> [Activity list]:
[1] Copy everything in the blog post from "Having children is" down to "follow your advice!".
[2] Answer these questions using the blog post:
(a) In what year did the writer and Maja meet?
(b) In which city was the first photo taken?
(c) At what time was the hospital appointment the day after the birth?

> [Text provided]:
○ ○ ○ ○ ○ ○ ○

I asked Maja, one of my best friends, for some advice from a mother to a mother-to-be… We met back in 1995 when we worked at McDonalds! We were the youngest but probably the most crazy party girls working there. Living in Dubai we don’t see each other so much but I know she is always there for me – and she has given her daughter Emma some great sleeping habits which we want to copy!! She is due with her second baby daughter a few weeks after me! 😉
The photos above are small memories from the days long before Maja and I even thought about kids, family-life and had no desire to have a boyfriend – it was all about fun and party! The first photo is from New Years Eve 2001 in Aarhus and being from a smaller town we were very excited to go out in Denmarks second largest city. Think we went to the floating nightclub called Broen! Yes – lots of white eye shadow 🙂 The other photo is (only!) about 9 years old and from a bar in Copenhagen where I worked for a few years and was the place to go on weekends. I guess white eye shadow and bleached blonde hair was STILL on fashion in 2005 😉
SO back to the her mummy advice – here you go:
1) I have always been known for being a structured person, a person who has everything in order and never forgets anything! In the beginning having a baby turns your world upside down! Suddenly there is a third person who is completely depending on you and needs you 24/7. My boyfriend and I had our first challenge when we had an appointment at the hospital – the day after the birth. The appointment was at 10am and we only had a 10 minutes drive. We decieded to leave our home at 09:30… We came 10 minutes late AND forgot the bag with diapers and other nursury stuff in!! I think we were both annoyed at eachother because we are never late, as in NEVER and we both see ourselves as perfectionists! What I want to say with this is, accept that things are different and you don’t have to be perfect all the time. It will take some time to figure out how the day will be – but at some stage you will “get back on track” 😉
2) My second advice is more practical… As long as your child needs to be breastfed in the night it will be YOU who is woken up and has a lack of sleep. Let your husband sleep so he will be rested in the morning and ready to go to work. During the day, sleep when your baby sleeps, and when your husband comes home from work let him take over the baby duties. This way he will have energy to spend some time with the baby instead of being a zombie at work and being to tired to spend some time with you and the baby when he comes home. (DID TOM ASK YOU TO WRITE THIS ONE??? 🙂 )
3) The 3rd advice is about not forgetting eachother as a couple… A good sleeping routine leaves time for you and your husband in the evening. Start as quick as possible to have routines for the evenings. Teach your baby to fall asleep in his own bed by himself. It might take some time but be patient – it will be worth it!! When you feel ready to let him be taken care of by a nanny – DO it! It doesn’t have to be for several hours but go out, have some dinner together, go see a movie or anything for a change of scene, just remember it’s okay to have some time together without the baby – and talk about something else other than your baby 😉 I know it’s difficult… And you will probably think, “what if the nanny doesn’t hear him cry, what if she can’t comfort him and what if, what if…” She CAN, she might not do it exactly the way YOU would have done it, but I promise he will be just fine. For us it took way too long to let our daughter be in someone else’s care, I assume it’s easier with number 2!!
Having children is a blessing and brings you so much love and happiness. All parents want to give their children a good childhood, no matter what the outcome will be, just do everything with love – then I’m sure everything will turn out the right way…
Thank You Maja, I will try to follow your advice!

○ ○ ○ ○ ○ ○ ○

> [Stored data]:
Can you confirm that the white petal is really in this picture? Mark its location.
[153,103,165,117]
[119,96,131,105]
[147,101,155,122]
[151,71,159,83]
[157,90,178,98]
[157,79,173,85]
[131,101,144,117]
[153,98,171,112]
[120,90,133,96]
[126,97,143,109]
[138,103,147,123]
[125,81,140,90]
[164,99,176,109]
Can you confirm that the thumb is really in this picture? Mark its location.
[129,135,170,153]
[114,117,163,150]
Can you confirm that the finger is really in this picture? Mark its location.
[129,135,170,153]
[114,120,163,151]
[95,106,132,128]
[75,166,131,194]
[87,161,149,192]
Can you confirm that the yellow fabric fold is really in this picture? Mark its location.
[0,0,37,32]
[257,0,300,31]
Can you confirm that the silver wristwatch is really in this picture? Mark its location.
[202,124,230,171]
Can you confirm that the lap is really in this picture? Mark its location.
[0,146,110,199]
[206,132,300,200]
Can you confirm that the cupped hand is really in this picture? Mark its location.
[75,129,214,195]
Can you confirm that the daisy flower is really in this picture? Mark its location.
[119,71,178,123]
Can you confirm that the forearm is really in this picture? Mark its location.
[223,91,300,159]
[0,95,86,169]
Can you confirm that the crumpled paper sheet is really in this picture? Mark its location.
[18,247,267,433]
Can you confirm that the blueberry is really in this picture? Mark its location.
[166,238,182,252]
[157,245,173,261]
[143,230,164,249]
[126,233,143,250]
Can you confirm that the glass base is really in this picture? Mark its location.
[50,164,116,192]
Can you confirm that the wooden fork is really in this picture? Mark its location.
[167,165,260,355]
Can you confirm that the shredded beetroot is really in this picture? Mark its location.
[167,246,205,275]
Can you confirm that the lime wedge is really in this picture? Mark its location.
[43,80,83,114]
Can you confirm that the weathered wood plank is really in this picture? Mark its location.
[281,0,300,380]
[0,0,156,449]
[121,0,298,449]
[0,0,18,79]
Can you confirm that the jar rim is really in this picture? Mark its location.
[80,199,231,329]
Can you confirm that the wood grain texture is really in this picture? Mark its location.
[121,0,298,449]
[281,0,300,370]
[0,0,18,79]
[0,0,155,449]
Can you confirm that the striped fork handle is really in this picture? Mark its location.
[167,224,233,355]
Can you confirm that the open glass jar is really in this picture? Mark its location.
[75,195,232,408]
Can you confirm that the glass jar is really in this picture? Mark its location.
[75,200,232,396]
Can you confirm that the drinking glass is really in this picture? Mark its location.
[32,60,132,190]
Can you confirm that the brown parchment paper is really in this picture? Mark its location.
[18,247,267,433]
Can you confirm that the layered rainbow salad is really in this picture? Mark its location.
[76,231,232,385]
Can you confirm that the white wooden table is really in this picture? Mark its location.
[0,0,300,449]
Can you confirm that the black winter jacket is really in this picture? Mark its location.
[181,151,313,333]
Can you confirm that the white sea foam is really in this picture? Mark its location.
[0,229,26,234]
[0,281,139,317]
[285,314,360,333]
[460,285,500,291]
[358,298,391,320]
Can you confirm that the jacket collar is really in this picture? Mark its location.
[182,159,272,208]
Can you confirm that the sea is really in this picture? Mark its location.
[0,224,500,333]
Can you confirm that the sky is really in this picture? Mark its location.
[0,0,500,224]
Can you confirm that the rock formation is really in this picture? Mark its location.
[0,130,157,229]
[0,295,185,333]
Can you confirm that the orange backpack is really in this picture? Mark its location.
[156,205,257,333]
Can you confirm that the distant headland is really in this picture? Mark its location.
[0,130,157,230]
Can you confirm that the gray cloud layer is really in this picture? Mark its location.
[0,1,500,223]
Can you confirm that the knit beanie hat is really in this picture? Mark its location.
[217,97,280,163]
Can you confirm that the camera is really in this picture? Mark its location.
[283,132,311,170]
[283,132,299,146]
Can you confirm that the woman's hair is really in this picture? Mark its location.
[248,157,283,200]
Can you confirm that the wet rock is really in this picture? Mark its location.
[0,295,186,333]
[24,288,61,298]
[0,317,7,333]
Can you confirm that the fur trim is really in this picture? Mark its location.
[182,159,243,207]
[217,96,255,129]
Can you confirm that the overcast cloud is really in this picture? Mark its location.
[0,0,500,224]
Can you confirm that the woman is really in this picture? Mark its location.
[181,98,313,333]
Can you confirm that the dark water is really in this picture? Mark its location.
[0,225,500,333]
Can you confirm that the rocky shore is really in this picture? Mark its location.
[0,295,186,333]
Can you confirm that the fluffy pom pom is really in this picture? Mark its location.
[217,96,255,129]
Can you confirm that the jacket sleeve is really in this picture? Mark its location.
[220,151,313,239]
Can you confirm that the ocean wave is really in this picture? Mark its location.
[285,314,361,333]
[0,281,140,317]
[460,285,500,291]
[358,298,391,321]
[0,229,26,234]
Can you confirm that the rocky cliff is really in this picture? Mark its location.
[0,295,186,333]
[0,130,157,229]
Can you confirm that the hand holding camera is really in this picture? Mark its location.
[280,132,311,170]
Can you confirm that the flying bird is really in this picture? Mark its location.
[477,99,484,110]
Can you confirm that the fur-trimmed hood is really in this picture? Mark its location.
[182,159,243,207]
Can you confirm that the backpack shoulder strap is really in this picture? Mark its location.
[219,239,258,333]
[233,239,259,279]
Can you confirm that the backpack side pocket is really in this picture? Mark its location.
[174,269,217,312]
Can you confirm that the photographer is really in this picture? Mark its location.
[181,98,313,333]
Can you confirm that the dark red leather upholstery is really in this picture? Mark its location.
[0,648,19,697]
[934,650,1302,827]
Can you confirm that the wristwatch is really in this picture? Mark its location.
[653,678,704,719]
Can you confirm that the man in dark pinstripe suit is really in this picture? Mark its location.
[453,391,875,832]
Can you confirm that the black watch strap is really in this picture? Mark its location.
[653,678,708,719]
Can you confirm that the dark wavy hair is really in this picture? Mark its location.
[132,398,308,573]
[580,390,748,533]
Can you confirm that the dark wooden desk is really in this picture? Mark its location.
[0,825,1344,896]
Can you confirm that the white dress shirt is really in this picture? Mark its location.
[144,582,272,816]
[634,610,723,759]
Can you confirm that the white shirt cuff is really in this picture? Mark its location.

○ ○ ○ ○ ○ ○ ○

> [Responses for each task]:
[1]
Having children is a blessing and brings you so much love and happiness. All parents want to give their children a good childhood, no matter what the outcome will be, just do everything with love – then I’m sure everything will turn out the right way…
Thank You Maja, I will try to follow your advice!

[2]
(a) 1995
(b) Aarhus
(c) 10am